* _Tasks_:
1. In the article on Chesapeake Bay oysters, how many bushels did Maryland harvest last year?
2. Echo the article on Chesapeake Bay oysters word for word, everything from "Scientists, however, caution" down to "fatal to oysters.".

Two straight years of wet spring weather have loosened the stranglehold of parasitic diseases on oysters in the Chesapeake Bay, prompting watermen and state officials to predict a rebound from Maryland's slumping harvests.
With watermen now catching oysters in parts of the Chesapeake that have yielded almost nothing for nearly a decade, state officials talk optimistically about doubling last year's record-low harvest of 79,568 bushels.
Maryland has embarked on a broad effort to restore the oyster industry, including the raising of disease-free shellfish in a state-run hatchery. But those fledgling attempts are not expected to yield significant results for years, if ever. Even if the Maryland harvest this season does double, it would be a far cry from the catches of 1 million bushels or more that were typical until a decade ago.
But after six years of declining harvests, the worst may be over, according to W. Peter Jensen, fisheries director for the state Department of Natural Resources. "It has created new hope on the Eastern Shore," he said last week. "People are starting to say they see a future."
Scientists, however, caution that the turnaround is likely to be short-lived. They warn that the diseases Dermo and MSX probably will return with a vengeance in a year or two, when spring weather resumes more typical patterns.
"The respite is really just a glitch, rather than a change," said Kennedy T. Paynter, an oyster disease researcher at the University of Maryland in College Park. "It probably doesn't represent a long-term hange, but who knows?"
Once the pillar of the bay's seafood industry, oysters have been on a century-long decline triggered by over-harvesting and worsened in recent years by disease. Though not harmful to humans, Dermo and MSX are fatal to oysters.
First detected in the Chesapeake in the 1950s, the diseases waxed and waned until the late 1980s, when they devastated the oyster industry in Maryland and Virginia and spread throughout the bay.

* _Supplied information_:

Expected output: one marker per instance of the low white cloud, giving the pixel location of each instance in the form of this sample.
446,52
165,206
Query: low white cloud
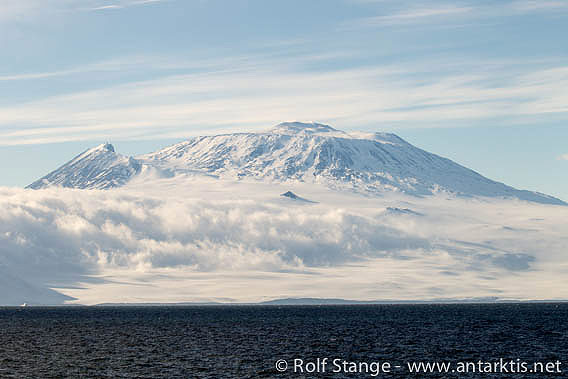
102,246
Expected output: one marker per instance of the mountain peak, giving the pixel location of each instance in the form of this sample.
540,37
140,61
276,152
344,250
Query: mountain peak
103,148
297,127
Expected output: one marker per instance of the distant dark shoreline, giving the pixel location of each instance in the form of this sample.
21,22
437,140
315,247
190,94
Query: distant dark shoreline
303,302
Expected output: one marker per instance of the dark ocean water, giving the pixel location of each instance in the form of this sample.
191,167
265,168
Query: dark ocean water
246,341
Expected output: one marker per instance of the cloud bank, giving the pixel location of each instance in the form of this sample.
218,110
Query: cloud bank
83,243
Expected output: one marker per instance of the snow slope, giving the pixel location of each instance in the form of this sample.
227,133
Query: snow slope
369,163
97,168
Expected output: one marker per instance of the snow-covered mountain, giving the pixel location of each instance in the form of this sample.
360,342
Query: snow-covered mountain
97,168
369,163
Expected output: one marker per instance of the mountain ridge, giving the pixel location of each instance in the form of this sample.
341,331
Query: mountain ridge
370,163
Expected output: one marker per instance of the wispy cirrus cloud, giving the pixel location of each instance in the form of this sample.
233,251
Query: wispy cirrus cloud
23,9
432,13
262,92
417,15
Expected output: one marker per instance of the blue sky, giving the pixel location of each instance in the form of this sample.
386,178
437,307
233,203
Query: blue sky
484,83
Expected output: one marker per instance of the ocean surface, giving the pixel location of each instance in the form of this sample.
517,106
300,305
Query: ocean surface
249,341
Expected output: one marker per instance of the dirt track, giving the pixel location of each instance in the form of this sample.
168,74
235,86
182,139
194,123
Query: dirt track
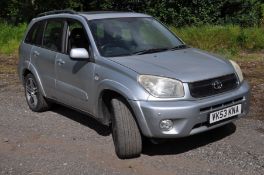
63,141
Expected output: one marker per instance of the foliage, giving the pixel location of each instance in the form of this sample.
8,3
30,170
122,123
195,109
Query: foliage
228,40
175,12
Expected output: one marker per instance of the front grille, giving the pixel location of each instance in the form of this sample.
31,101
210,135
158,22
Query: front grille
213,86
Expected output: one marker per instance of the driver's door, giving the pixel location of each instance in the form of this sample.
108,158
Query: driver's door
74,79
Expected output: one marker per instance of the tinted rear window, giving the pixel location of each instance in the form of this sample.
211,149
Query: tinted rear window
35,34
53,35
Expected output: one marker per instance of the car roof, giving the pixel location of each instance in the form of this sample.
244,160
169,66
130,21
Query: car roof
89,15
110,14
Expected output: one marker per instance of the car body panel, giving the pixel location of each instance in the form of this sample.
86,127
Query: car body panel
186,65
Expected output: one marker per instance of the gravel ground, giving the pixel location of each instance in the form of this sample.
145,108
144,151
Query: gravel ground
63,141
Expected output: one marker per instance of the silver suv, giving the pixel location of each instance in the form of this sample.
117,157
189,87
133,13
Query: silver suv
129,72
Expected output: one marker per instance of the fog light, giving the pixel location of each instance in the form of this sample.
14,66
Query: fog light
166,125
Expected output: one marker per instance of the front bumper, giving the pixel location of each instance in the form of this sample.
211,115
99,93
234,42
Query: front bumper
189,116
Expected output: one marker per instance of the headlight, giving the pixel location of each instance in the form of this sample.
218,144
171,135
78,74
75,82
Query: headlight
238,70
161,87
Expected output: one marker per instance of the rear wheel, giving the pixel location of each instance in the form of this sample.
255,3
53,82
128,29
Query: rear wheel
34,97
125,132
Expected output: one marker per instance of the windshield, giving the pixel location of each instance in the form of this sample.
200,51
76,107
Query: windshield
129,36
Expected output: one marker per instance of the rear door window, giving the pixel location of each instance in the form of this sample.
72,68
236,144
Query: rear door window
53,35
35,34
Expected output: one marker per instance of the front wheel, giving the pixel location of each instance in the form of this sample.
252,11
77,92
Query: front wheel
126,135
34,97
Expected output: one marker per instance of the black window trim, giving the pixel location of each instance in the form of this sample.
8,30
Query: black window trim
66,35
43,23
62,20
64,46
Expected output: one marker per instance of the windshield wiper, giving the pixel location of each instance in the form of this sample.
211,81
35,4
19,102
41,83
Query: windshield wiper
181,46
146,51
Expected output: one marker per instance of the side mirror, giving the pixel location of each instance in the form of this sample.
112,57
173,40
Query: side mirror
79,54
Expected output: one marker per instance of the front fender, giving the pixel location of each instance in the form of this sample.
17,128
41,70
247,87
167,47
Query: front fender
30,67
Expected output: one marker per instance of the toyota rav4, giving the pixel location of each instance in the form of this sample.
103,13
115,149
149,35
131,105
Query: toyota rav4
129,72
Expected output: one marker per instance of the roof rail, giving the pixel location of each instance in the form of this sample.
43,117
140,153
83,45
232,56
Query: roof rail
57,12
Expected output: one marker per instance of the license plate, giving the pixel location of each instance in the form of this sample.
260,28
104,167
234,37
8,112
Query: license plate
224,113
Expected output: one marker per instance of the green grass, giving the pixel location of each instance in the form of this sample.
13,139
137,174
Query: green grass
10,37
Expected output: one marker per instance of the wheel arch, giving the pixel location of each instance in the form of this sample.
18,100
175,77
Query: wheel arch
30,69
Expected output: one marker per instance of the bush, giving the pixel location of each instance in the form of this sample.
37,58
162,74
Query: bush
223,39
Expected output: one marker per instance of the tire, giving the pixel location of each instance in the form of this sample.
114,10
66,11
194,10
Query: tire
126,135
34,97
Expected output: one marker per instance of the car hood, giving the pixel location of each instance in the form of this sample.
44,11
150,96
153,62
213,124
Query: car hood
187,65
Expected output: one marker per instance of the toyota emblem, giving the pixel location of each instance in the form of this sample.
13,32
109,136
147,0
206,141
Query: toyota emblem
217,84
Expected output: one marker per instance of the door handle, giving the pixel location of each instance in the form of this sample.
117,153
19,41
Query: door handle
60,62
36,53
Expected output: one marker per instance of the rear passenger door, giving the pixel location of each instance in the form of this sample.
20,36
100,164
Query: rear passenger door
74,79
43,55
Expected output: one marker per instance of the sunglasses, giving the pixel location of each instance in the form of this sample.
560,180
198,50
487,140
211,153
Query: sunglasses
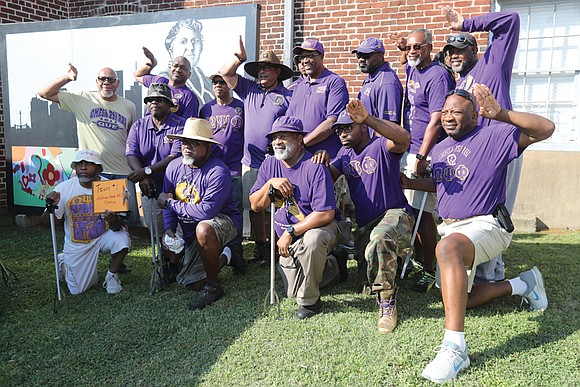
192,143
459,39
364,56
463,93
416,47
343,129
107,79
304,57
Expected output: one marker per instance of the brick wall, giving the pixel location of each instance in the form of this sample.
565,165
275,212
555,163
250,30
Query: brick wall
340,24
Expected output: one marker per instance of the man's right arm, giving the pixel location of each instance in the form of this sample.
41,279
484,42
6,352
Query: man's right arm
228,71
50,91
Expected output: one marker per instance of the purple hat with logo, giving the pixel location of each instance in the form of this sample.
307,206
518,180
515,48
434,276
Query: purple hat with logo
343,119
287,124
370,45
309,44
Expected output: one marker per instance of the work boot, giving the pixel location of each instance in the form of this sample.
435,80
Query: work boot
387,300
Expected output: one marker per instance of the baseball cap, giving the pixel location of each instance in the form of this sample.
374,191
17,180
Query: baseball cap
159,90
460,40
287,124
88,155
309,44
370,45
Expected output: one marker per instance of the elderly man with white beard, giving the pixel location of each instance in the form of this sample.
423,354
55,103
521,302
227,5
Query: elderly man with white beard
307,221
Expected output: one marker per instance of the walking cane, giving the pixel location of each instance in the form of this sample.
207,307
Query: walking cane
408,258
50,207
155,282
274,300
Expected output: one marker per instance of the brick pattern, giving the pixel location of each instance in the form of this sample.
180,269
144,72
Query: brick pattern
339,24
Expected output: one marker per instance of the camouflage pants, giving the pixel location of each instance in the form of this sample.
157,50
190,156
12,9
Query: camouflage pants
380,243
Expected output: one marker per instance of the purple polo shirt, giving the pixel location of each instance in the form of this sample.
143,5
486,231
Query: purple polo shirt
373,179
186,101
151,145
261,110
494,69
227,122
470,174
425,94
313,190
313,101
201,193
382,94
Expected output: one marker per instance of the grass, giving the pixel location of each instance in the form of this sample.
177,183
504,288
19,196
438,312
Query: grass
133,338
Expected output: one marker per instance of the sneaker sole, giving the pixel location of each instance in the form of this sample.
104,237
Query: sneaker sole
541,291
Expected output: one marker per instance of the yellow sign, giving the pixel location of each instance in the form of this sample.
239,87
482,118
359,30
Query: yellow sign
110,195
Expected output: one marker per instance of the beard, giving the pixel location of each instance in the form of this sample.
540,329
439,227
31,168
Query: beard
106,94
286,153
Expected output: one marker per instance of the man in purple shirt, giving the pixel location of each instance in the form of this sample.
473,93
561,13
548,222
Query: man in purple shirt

* _Answers to the exercise_:
1. 79,568 bushels

2.
Scientists, however, caution that the turnaround is likely to be short-lived. They warn that the diseases Dermo and MSX probably will return with a vengeance in a year or two, when spring weather resumes more typical patterns.
"The respite is really just a glitch, rather than a change," said Kennedy T. Paynter, an oyster disease researcher at the University of Maryland in College Park. "It probably doesn't represent a long-term hange, but who knows?"
Once the pillar of the bay's seafood industry, oysters have been on a century-long decline triggered by over-harvesting and worsened in recent years by disease. Though not harmful to humans, Dermo and MSX are fatal to oysters.